Repeat exactly the lines from the line containing "Each instance receives one point. Mark the white wristband" through the last line of the records below, inclusive, and nothing else.

[Source records]
—————
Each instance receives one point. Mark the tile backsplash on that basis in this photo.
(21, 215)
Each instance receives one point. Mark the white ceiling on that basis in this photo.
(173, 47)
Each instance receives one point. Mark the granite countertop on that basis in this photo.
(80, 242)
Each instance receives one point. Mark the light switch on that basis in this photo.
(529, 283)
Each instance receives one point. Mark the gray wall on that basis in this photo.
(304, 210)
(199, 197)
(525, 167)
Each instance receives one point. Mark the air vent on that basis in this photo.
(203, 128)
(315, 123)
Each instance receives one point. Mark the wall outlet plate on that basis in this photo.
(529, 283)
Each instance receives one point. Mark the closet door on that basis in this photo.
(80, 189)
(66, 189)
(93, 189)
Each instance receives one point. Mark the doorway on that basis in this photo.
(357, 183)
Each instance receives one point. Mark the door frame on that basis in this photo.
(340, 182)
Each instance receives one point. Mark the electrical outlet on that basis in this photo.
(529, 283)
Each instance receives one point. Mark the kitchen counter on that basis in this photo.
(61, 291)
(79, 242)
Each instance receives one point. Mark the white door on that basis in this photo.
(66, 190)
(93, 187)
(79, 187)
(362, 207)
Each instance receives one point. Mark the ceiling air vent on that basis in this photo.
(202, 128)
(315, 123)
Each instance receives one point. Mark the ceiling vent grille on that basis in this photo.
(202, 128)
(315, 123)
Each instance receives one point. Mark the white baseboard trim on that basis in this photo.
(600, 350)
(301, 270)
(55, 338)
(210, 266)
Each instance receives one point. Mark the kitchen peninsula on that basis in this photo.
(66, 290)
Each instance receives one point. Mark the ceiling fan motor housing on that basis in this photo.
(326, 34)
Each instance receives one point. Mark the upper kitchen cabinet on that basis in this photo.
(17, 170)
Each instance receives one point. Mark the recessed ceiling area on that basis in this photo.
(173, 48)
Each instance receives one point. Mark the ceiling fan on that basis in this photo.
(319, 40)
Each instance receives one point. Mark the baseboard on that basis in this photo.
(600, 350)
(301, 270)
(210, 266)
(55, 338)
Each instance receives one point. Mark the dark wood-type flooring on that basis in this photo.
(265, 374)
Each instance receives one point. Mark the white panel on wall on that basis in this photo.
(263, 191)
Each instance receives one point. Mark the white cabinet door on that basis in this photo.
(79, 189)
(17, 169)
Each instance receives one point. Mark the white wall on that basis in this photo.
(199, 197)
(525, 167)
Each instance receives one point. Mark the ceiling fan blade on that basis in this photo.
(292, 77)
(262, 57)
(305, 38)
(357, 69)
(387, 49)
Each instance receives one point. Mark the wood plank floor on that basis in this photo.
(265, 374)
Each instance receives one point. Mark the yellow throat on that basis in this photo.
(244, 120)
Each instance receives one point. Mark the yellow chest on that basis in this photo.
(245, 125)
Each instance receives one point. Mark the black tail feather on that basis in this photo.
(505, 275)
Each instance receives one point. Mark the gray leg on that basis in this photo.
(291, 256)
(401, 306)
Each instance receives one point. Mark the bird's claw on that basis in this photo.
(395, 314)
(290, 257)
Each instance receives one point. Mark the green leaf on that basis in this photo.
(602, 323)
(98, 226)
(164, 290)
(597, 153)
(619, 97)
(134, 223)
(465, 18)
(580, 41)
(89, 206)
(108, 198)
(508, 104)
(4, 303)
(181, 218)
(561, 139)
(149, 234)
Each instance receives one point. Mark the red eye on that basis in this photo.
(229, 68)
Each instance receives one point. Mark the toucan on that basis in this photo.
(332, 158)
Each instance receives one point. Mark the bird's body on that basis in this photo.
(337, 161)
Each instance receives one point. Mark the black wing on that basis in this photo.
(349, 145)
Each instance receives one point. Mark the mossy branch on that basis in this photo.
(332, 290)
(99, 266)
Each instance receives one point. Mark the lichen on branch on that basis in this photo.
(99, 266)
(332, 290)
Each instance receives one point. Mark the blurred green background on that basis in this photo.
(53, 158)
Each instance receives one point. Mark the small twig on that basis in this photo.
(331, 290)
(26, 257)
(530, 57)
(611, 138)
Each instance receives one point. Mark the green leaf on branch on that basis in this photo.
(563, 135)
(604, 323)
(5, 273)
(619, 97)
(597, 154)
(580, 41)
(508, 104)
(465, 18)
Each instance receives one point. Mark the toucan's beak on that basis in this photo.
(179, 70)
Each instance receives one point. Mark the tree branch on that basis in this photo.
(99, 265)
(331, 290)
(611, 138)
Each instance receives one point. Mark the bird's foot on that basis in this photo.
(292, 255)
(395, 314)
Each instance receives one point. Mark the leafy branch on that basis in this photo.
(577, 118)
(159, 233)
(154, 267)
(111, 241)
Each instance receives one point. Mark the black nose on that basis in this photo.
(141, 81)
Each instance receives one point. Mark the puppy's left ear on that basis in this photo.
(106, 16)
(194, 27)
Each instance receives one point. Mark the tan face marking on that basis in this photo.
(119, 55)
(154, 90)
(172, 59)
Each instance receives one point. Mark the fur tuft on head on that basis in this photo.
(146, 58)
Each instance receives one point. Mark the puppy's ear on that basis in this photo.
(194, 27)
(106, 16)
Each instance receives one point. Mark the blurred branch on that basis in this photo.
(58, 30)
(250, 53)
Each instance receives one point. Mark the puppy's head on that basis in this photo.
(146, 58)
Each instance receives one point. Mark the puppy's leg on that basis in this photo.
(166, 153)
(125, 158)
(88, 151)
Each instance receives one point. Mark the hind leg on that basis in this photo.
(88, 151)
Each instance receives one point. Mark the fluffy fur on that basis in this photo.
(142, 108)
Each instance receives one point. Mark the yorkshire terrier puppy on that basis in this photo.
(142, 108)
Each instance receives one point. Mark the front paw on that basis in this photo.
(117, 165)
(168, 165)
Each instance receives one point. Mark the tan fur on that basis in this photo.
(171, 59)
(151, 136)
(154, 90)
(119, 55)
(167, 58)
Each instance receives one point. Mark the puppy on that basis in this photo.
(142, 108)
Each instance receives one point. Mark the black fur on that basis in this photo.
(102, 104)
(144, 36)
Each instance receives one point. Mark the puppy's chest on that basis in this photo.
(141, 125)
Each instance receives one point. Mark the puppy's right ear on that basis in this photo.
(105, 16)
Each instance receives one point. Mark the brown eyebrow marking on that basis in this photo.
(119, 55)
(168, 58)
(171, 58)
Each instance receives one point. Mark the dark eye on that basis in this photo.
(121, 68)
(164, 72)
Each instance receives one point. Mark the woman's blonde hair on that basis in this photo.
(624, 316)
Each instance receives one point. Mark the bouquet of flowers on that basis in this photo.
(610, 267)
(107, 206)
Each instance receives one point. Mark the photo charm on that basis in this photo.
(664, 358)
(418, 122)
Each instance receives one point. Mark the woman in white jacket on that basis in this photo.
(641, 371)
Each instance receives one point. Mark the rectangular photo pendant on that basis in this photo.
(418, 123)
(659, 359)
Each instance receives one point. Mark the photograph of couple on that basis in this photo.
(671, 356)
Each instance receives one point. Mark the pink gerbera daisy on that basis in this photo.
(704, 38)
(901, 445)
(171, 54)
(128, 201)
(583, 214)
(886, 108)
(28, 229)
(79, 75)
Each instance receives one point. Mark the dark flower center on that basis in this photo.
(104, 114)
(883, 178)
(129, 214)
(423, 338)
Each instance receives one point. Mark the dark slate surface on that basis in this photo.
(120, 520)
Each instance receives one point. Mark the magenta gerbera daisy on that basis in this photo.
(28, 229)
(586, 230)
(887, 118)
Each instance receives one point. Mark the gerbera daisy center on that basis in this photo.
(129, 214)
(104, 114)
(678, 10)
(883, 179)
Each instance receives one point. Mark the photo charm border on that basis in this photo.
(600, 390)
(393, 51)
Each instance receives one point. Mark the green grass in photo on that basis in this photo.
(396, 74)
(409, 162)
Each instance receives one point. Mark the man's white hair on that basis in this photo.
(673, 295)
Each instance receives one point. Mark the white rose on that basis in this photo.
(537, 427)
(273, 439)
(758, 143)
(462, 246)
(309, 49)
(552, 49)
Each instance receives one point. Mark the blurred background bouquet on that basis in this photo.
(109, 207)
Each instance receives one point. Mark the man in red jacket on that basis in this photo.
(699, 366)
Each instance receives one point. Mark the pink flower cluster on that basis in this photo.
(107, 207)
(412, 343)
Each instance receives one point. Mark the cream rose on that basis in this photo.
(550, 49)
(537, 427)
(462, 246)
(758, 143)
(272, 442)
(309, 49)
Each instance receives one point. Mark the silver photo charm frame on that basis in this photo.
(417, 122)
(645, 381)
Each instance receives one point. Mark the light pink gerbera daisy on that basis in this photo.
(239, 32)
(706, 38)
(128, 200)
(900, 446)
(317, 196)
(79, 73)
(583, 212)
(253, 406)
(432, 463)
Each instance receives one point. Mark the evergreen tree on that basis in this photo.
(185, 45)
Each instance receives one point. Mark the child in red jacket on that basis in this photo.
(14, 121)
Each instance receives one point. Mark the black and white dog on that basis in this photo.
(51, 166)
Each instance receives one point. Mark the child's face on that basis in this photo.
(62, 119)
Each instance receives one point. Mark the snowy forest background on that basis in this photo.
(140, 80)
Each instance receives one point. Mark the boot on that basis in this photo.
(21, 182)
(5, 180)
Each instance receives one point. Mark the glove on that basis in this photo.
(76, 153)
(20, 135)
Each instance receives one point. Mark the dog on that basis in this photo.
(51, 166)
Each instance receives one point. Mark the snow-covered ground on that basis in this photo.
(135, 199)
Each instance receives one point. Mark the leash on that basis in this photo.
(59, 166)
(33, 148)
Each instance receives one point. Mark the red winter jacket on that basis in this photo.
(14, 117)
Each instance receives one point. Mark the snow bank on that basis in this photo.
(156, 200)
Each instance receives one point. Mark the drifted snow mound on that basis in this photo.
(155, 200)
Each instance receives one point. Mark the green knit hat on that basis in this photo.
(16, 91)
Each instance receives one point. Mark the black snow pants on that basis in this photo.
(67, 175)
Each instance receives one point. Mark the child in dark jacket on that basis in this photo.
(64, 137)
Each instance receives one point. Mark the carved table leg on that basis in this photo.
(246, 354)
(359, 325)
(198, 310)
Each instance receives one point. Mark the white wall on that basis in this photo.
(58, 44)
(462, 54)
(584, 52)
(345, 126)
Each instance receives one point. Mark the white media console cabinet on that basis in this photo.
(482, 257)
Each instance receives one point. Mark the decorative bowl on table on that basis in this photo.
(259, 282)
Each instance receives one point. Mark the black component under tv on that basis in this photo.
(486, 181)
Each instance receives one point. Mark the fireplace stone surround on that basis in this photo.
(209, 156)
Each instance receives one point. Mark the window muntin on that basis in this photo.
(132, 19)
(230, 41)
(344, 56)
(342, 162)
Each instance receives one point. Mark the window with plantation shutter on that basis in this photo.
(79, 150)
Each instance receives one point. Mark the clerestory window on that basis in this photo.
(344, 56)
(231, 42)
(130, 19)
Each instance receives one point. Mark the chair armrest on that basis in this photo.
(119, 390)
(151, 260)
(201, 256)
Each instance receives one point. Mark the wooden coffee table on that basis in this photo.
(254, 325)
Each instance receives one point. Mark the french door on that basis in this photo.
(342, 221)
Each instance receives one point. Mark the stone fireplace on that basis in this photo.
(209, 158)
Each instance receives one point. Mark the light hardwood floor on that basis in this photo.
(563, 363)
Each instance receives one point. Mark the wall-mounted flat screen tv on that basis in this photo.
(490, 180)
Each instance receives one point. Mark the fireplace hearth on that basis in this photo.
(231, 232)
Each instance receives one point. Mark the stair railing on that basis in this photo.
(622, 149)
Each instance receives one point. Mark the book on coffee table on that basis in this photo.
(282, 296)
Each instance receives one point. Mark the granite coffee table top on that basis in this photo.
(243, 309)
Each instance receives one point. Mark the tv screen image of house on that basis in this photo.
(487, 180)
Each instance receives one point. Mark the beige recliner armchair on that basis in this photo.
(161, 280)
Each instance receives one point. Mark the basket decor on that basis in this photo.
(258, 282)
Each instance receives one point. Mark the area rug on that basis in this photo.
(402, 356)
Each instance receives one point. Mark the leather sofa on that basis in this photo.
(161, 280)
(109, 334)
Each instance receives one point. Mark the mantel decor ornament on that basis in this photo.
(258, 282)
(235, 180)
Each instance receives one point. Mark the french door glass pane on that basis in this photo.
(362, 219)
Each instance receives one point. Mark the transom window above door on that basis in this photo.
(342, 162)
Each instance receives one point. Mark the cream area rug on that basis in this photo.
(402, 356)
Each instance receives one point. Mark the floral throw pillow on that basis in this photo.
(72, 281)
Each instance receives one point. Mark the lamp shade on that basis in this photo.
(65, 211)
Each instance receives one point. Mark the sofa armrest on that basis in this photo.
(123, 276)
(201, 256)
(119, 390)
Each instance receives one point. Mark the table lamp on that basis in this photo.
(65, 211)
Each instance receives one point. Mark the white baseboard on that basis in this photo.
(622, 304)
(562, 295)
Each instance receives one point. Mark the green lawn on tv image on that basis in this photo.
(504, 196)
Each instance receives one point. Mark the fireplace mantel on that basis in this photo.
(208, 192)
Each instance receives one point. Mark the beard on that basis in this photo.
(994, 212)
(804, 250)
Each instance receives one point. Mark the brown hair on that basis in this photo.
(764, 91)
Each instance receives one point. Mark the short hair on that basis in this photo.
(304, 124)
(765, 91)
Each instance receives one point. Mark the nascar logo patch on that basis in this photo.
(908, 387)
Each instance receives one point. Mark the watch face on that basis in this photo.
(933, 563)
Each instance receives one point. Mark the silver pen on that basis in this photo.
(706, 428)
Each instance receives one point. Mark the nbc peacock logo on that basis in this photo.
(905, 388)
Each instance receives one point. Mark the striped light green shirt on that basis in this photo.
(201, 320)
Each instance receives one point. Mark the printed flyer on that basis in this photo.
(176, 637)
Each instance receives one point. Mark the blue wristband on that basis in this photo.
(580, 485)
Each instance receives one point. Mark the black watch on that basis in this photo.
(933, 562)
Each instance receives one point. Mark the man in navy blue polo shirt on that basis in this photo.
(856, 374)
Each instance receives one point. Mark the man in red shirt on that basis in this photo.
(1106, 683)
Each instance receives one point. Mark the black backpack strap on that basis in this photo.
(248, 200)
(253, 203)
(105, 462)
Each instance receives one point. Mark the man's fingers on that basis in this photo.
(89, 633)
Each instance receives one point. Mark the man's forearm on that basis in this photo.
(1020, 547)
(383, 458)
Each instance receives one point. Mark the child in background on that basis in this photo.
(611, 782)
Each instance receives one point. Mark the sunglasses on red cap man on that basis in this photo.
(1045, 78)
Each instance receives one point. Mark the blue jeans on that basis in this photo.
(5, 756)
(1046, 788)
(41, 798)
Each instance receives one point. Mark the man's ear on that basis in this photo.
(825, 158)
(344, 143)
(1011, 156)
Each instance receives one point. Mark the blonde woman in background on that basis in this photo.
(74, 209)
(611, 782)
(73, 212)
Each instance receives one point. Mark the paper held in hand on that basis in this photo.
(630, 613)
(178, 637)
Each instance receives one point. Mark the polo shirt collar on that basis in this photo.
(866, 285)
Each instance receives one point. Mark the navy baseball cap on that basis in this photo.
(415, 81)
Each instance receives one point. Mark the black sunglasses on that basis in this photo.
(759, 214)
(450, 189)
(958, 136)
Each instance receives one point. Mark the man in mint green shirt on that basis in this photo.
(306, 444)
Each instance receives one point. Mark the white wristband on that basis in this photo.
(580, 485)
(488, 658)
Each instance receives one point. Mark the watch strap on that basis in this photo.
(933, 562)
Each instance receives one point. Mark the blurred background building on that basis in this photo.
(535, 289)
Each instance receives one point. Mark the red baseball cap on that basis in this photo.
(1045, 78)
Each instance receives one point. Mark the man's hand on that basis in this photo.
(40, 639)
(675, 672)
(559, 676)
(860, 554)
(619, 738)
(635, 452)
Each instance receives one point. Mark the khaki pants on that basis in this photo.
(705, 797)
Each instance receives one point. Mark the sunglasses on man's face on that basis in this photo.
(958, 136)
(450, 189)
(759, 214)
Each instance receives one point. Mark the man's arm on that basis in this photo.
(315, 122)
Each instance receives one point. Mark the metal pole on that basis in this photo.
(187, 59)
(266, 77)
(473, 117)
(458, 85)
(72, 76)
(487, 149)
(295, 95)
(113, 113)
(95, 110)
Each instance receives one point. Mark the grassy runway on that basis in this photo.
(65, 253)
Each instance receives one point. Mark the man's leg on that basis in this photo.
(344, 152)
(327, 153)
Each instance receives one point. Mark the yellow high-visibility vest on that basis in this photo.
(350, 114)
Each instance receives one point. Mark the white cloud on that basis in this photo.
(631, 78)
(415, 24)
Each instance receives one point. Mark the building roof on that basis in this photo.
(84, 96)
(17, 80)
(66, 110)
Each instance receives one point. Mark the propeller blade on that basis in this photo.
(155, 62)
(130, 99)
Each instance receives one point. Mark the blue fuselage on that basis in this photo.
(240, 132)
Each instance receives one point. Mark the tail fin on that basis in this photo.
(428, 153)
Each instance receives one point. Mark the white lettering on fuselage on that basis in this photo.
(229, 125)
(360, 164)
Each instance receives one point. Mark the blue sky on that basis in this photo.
—————
Solution to this problem:
Each instance receives one point. Mark the white wristband on that basis in this photo.
(580, 485)
(488, 658)
Each instance receives one point. Mark the watch strap on that basis in this photo.
(933, 562)
Each instance receives one point. Mark the blurred background building on that basis in this photo.
(535, 289)
Each instance receives one point. Mark the red baseball cap on that basis in this photo.
(1045, 78)
Each instance receives one point. Mark the man's hand on that basis in this photo.
(40, 639)
(675, 672)
(559, 676)
(860, 554)
(619, 738)
(635, 452)
Each instance receives one point. Mark the khaki pants on that basis in this photo.
(705, 797)
Each instance receives one point. Mark the sunglasses on man's face on that basis in this photo.
(958, 136)
(450, 189)
(759, 214)
Each instance receives one point. Mark the man's arm on that basis in this photo.
(315, 122)
Each instance receives one point. Mark the metal pole on that basis in this photo.
(187, 59)
(266, 77)
(473, 117)
(458, 85)
(72, 76)
(487, 149)
(295, 95)
(113, 113)
(95, 110)
Each instance receives one point. Mark the grassy runway on that basis in this photo.
(65, 253)
Each instance receives one point. Mark the man's leg on that basis in this photo.
(344, 152)
(327, 153)
Each instance receives one point. Mark the yellow high-visibility vest on that basis in this photo.
(350, 114)
Each instance receives one point. Mark the white cloud on that basis in this photo.
(631, 78)
(415, 24)
Each instance receives one point. Mark the building roof on that basis in this photo.
(84, 96)
(17, 80)
(66, 110)
Each instance receives one point. Mark the propeller blade on that basis in this photo.
(155, 62)
(130, 99)
Each instance receives one point. Mark the blue fuselage on that basis in this photo.
(240, 132)
Each instance receives one point. Mark the tail fin on that basis in this photo.
(428, 153)
Each instance receives one point. Mark the white lettering on fuselage on that basis in this photo.
(229, 125)
(360, 164)
Each instance receives one point. Mark the blue sky on that basis in this photo.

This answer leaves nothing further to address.